Task instructions — Before copying, set the images aside; then transcribe every entry below exactly.

Given records —
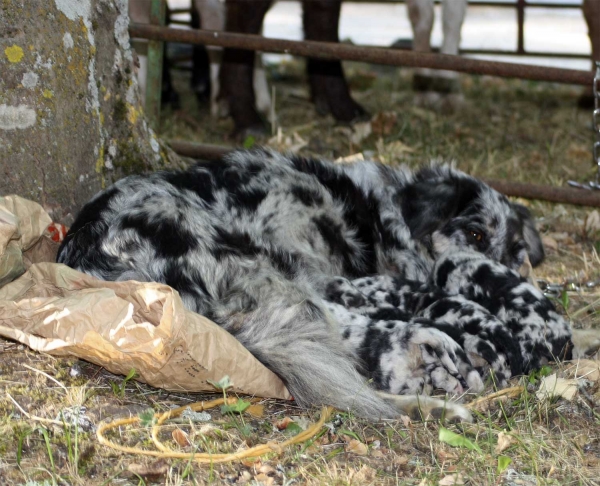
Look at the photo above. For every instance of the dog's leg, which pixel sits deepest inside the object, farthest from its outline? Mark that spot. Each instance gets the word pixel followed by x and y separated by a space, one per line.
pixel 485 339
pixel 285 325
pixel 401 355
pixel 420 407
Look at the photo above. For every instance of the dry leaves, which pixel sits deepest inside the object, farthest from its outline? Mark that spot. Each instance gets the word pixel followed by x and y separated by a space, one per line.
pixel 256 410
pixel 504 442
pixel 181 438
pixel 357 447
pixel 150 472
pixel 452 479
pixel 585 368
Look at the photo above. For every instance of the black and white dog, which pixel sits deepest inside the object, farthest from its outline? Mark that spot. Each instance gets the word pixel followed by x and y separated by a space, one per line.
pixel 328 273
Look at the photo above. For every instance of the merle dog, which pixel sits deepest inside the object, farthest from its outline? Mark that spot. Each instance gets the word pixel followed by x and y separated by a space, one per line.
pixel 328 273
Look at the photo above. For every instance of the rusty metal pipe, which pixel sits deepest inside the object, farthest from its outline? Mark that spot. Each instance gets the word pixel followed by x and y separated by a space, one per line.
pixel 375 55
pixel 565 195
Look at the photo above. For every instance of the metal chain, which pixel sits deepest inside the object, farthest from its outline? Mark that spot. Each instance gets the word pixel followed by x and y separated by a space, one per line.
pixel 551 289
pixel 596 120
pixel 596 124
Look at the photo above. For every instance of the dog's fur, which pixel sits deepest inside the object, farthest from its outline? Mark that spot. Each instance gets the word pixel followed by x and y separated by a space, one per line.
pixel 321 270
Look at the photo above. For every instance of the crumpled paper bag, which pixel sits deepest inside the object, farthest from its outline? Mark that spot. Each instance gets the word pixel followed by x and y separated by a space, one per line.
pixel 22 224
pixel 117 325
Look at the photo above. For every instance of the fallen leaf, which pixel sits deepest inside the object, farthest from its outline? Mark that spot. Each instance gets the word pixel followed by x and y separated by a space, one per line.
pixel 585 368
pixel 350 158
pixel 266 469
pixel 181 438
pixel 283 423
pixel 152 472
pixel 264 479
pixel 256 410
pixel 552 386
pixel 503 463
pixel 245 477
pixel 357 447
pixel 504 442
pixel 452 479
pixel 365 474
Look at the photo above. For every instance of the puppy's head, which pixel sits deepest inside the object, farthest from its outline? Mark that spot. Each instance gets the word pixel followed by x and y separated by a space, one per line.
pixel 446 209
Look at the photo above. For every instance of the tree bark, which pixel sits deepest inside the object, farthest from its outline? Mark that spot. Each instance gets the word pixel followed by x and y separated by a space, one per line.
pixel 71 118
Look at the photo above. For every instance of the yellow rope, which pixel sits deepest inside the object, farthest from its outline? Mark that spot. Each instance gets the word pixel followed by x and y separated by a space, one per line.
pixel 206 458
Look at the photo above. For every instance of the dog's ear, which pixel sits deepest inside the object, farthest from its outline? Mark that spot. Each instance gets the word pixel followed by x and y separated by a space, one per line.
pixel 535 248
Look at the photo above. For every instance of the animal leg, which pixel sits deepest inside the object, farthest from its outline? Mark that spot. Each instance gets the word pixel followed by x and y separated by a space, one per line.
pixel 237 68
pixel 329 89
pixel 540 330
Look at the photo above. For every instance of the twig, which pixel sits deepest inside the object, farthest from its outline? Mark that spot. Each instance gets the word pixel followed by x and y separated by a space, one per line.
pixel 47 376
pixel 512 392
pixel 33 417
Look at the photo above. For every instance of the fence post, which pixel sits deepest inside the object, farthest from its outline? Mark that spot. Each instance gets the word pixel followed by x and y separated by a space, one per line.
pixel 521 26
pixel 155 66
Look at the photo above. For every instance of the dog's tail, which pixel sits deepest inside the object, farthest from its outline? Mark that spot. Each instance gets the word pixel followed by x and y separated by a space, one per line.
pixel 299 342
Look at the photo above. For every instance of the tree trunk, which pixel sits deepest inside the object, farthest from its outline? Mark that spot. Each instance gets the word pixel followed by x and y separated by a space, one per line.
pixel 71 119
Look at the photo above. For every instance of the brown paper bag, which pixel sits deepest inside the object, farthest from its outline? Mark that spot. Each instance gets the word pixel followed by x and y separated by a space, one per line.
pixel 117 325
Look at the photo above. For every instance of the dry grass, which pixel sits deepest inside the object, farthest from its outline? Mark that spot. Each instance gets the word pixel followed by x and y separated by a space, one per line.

Exercise result —
Look at the photo above. For every instance of the dog's leg, which pixel sits deepest inside the object, farthest from its outline? Mark that spot. Each instance gets the word pixel followed by x and y separated by a space, one per line.
pixel 485 339
pixel 285 325
pixel 401 355
pixel 420 407
Look at the photo above. For every instance of the dry leaves, which pixel sits deepest inside the object, farthest from its outline? Mark that spot. Each instance gets the word pixel followed by x and y separated by a space, one per line.
pixel 256 410
pixel 504 442
pixel 181 438
pixel 357 447
pixel 150 472
pixel 452 479
pixel 585 368
Look at the photo above. For every instance of the black and white dog, which pixel sits deepest inside the object, farthest from its outline? Mark that spot. Each instance gets the word pixel followed by x and y separated by a space, one per line.
pixel 328 273
Look at the photo above. For every instance of the merle dog, which pixel sits deepest inside the object, farthest from its outline? Mark that spot. Each instance gets the word pixel followed by x and y separated by a space, one per line.
pixel 328 273
Look at the photo above. For every instance of the rusty metal pipe, which pixel sits deepest inside the object, farthest from its outline? Mark that spot. Each instance gets the word pixel followed by x and y separated by a space, one per line.
pixel 375 55
pixel 565 195
Look at the photo above. For every instance of the metal chain, which pixel sits deepest inside the object, farthest from its outline? Mark that spot. Each instance gets the word pixel followed by x and y separated by a space, one per line.
pixel 551 289
pixel 596 120
pixel 596 124
Look at the photo above. For every instance of the dog's fur, which pixel sits deepest inside the object, farthest from its outline? Mark that spot. Each instance gets the word pixel followed by x and y separated by a space, one per line.
pixel 321 270
Look at the photo above. For every instance of the crumpled paper bag, which pixel sits deepest inside the object, farthest from its outline? Mark that spot. Each instance gets the word pixel followed by x and y separated by a space, one per line.
pixel 22 224
pixel 117 325
Look at the photo above. For every instance of the fallen leaf, which pixel sits deepest inside the object, farthest from its outline? Mark that spot. Each instance gets the word pixel followed by x and y separated by a space, one per line.
pixel 585 368
pixel 350 158
pixel 266 469
pixel 181 438
pixel 283 423
pixel 152 472
pixel 264 479
pixel 256 410
pixel 552 386
pixel 503 463
pixel 245 477
pixel 357 447
pixel 504 442
pixel 452 479
pixel 365 474
Look at the photo above. For every instance of the puppy's head, which pixel sits deepest inside the object, farthest from its outline? Mark that spot. Each instance gets the word pixel followed by x and y separated by a space, one per line.
pixel 446 209
Look at the photo above. For every instance of the tree bark, which pixel sits deepest inside the object, farthest from its outline? Mark that spot. Each instance gets the word pixel followed by x and y separated by a space, one per line.
pixel 71 118
Look at the photo above. For every instance of the yellow rope, which pixel sits deepest inside the object, farthest from its outline? Mark that spot. Each instance gets the word pixel followed by x and y separated by a space, one per line.
pixel 206 458
Look at the photo above. For every instance of the dog's ear, which pixel sits deepest inside the object, farthest from its outline? Mark that spot. Each instance gets the word pixel followed by x and y separated by a space, one per line.
pixel 535 248
Look at the photo above. For every instance of the animal leg, which pixel sits deepest inside the object, farthest from its outline? Mark that spot. Each instance gets the word pixel followed by x and y separated by a space, one per line.
pixel 237 68
pixel 329 89
pixel 540 330
Look at the photo above. For every instance of the twig, which pixel sits deepest inside the object, farthest from its outline? Mark that spot. Each instance gets the word pixel followed by x and y separated by a space, one per line.
pixel 47 376
pixel 512 392
pixel 33 417
Look at the photo above. For every instance of the fence post, which pixel sits deepest inside the object, farthest from its outline? Mark that spot. Each instance gets the word pixel followed by x and y separated by a space, one per line.
pixel 521 26
pixel 155 66
Look at the photo above. For every instance of the dog's tail, which pixel sits deepest inside the object, farthest from its outline? Mark that spot. Each instance gets the word pixel followed by x and y separated by a space, one per line.
pixel 299 342
Look at the photo above. For every instance of the tree trunk, which pixel sits deepest inside the object, farthest from its outline? Mark that spot. Each instance gets the word pixel followed by x and y separated by a space, one per line.
pixel 71 119
Look at the photo above. For every instance of the brown paper bag, which pixel sits deepest inside the object, farthest from its outline? Mark that spot. Each instance gets the word pixel followed by x and y separated by a space, one per line.
pixel 117 325
Look at the photo above. For every instance of the dry grass, which pixel sits deepest inside the object, farthest from its outline? Mark that spot. Each instance gets the word pixel followed by x and y separated by a space, one per line.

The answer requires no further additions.